Where the line containing "Objective — one marker on every instance of the shrub" appears in the records below, begin there and output each line verbatim through the last line.

——

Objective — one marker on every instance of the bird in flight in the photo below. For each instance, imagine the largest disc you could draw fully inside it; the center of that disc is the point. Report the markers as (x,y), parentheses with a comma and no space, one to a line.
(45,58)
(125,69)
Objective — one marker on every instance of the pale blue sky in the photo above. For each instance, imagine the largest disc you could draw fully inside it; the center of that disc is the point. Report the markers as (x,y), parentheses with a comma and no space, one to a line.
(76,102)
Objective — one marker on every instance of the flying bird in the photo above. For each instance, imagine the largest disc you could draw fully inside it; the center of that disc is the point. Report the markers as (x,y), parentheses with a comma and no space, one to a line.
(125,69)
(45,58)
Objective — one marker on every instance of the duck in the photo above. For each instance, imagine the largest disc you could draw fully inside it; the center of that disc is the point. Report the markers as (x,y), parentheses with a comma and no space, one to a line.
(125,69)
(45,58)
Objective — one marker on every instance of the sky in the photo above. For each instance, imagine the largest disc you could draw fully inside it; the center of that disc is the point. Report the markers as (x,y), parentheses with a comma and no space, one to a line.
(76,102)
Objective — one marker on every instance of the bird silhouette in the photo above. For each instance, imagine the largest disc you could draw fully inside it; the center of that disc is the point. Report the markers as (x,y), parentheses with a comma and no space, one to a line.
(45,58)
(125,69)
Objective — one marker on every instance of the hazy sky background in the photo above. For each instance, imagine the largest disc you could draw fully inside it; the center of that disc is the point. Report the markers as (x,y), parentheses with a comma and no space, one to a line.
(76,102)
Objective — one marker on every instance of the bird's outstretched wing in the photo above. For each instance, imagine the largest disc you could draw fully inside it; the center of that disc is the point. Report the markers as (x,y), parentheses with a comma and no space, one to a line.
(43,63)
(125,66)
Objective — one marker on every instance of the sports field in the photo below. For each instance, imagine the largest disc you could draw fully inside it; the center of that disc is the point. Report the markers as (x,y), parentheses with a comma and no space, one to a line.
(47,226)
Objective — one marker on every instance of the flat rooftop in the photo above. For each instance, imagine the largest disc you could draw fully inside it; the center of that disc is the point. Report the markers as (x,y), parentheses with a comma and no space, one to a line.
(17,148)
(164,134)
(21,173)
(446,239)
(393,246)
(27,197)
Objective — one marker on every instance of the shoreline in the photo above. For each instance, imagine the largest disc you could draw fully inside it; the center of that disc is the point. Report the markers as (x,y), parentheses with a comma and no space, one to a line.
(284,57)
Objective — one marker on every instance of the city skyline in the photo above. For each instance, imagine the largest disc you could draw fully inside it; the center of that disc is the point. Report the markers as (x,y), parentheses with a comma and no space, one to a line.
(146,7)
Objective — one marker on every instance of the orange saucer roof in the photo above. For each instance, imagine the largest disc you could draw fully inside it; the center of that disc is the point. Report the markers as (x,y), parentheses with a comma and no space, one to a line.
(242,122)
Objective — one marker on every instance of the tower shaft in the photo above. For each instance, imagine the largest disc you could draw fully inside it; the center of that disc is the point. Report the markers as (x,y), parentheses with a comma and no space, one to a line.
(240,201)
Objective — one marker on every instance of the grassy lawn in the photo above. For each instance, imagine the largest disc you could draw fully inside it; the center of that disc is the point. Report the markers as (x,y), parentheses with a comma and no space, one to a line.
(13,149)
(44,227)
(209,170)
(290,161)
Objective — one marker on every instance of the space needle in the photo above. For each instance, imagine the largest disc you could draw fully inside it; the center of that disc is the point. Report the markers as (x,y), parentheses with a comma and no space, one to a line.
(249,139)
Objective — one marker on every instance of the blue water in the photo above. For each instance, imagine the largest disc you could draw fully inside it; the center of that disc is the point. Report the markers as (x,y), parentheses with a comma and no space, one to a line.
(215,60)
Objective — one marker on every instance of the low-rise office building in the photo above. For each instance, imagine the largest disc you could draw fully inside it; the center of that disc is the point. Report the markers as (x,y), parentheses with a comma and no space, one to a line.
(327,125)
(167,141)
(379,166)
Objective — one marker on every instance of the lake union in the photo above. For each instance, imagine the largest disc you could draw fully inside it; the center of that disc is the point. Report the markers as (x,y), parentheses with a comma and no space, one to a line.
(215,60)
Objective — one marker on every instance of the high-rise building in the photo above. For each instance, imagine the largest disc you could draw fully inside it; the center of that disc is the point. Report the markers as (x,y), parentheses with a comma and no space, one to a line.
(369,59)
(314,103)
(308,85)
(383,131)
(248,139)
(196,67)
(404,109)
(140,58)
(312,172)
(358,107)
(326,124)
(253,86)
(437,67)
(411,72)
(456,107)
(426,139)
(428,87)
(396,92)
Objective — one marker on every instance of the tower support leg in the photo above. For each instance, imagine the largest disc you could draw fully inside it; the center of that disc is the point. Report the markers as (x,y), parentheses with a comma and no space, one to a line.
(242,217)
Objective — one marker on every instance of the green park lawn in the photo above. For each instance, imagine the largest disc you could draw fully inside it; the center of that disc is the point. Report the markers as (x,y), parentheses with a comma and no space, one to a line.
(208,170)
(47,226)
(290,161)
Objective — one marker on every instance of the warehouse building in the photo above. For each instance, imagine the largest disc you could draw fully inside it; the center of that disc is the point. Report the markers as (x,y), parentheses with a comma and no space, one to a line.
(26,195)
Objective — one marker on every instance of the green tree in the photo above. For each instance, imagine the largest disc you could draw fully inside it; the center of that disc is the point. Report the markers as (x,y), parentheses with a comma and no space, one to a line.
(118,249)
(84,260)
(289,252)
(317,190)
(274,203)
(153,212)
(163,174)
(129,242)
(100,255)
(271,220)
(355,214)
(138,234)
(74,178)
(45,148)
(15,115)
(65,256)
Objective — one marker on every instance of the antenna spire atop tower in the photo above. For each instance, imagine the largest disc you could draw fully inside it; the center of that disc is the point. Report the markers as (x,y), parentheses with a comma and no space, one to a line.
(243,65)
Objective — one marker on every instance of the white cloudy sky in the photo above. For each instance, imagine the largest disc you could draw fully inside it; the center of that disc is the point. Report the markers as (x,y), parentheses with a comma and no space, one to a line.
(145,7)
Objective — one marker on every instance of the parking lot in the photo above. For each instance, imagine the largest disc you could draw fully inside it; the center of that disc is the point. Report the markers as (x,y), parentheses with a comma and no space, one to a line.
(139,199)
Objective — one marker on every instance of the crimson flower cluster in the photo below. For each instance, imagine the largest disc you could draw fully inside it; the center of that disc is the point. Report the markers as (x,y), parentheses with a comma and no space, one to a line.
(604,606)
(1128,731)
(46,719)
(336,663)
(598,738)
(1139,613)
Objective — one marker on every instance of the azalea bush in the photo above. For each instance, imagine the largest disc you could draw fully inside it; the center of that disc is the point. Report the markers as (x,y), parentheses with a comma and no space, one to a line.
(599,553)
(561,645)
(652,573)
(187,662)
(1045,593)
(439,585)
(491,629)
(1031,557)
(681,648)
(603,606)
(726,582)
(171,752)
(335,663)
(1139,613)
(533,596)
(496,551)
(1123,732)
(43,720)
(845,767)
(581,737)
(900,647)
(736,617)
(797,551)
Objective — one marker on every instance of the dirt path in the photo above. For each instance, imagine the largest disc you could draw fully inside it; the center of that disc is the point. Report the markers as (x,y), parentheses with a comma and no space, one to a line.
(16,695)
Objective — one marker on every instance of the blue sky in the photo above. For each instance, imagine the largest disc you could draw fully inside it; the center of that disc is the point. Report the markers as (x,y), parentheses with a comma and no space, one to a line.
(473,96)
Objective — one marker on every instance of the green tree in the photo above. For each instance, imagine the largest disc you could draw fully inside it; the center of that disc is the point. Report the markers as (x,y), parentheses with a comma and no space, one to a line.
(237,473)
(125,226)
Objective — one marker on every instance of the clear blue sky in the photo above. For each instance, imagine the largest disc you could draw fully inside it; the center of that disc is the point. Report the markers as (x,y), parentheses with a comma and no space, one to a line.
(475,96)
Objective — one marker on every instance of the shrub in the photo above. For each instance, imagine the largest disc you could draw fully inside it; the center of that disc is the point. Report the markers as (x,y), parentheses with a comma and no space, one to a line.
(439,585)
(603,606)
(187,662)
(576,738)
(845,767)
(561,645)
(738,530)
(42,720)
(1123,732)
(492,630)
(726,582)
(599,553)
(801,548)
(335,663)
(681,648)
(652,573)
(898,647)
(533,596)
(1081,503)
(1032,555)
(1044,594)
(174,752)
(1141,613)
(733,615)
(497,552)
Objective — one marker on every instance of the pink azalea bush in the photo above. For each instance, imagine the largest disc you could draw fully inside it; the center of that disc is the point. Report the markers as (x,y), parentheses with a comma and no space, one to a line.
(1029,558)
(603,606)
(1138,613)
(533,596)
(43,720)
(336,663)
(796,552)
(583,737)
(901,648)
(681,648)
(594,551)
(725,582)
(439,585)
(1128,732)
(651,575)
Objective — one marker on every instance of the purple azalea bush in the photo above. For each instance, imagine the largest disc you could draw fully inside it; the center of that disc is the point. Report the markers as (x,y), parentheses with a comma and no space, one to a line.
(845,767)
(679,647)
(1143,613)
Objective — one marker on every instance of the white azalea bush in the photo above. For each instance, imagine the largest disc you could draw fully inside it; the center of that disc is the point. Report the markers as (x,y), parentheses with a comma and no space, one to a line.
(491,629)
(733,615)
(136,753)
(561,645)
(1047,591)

——

*COMPLETED TASK*
Objective — one marker on every instance of the shrub in the photo above. For each instance, imagine the largest disc you could draw fully inside it; the center of that disc is the point. Report the markers as (x,y), parentheses with a comma and no space, one to a line.
(439,585)
(603,606)
(187,662)
(576,738)
(845,767)
(561,645)
(738,530)
(42,720)
(1123,732)
(492,630)
(726,582)
(599,553)
(801,548)
(335,663)
(681,648)
(652,573)
(898,647)
(533,596)
(1081,503)
(1032,555)
(1044,594)
(174,752)
(1141,613)
(733,615)
(497,552)
Objective — one marker on every instance of the pink azalea bush in the photo above. For each instance, imagine the largest disc you could draw fully inside it; the center of that disc is the point. Report the markers as (x,y), parentheses with a comma and no space, one to a line.
(1029,558)
(603,606)
(1138,613)
(533,596)
(43,720)
(336,663)
(796,552)
(583,737)
(901,648)
(681,648)
(594,551)
(725,582)
(439,585)
(1128,732)
(651,575)
Objective — one marker on every instance of the purple azalea bush in the photo above. For each instance, imagine the largest disc you could draw fully inside it; the center of that disc is the point. Report the markers as (x,y), parentheses with a comma and no space, one to a line.
(845,767)
(679,647)
(1143,613)
Objective — one marker on every instance of the white azalea bush in the photo above. For each instance, imagine the largest disc you could draw fully inside it; the center of that disc is the point. Report the markers as (x,y), parentheses with a comma and no space, one to a line.
(491,629)
(733,615)
(136,753)
(561,645)
(1047,591)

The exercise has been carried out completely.